Start Text provided

# Sno-way Pro Control battery



## bhmjwp (Dec 12, 2005)

I have a 2 year old Pro Control wireless unit. Did not open or install for 1 st yr. Installed 2 nd year, and battery only holds charge for a week. Have to do a complete re program. Anyone have had this problem. Checked for sources for battery replacement and sounds as if dealer only.

Anyone else have any problems with these. How long should they last?

Thanks for any help.


----------



## basher (Nov 13, 2004)

bhmjwp;1653916 said:


> I have a 2 year old Pro Control wireless unit. Did not open or install for 1 st yr. Installed 2 nd year, and battery only holds charge for a week. Have to do a complete re program. Anyone have had this problem. Checked for sources for battery replacement and sounds as if dealer only.
> 
> Anyone else have any problems with these. How long should they last?
> 
> Thanks for any help.


It's critical to keep the battery charged. They even sell a 110 charger for summer maintainance. Your battery's downfall was not maintaining a charge. particularly if the unit came charged and paired to a receiver.

Yes they are a dealer only part (I've searched the aftermarket,) reprogramming (pairing the unit) is not a hastle, unless of course you are doing it once a week.:laughing: I'll send you pairing instructions if you don't have them.


----------



## bhmjwp (Dec 12, 2005)

Hello Warren-thanks for jumping in. I tried e-mailing you but must be getting blocked. This is a unit I bought from you a couple of years ago. I should not have let it sit so long. Charged it monthly, but was most likely too late.

I'll call Kim and order a battery, this is a truck and plow I am going to sell the Fall, but will let the new owner know about the 110 charger. Would be handy. I still have all the instructions, so should be good to go.

Thanks, Melody


----------



## basher (Nov 13, 2004)

bhmjwp;1654026 said:


> Hello Warren-thanks for jumping in. I tried e-mailing you but must be getting blocked.


I've been have ISP issues and computer geek i'm not


----------



## thewitt (Feb 6, 2015)

*110 charger*

Where can you purchase an 110 charger for the snoway Pro wireless charger?


----------

End Text provided
Start Stored data

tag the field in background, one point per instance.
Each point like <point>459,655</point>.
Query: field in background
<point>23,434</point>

End Stored data

--- Exercise task ---
Reproduce the part of the battery thread starting at "It's critical to" and ending at "don't have them.". Rely only on the battery thread, not on the data.

--- Solution ---
It's critical to keep the battery charged. They even sell a 110 charger for summer maintainance. Your battery's downfall was not maintaining a charge. particularly if the unit came charged and paired to a receiver.

Yes they are a dealer only part (I've searched the aftermarket,) reprogramming (pairing the unit) is not a hastle, unless of course you are doing it once a week.:laughing: I'll send you pairing instructions if you don't have them.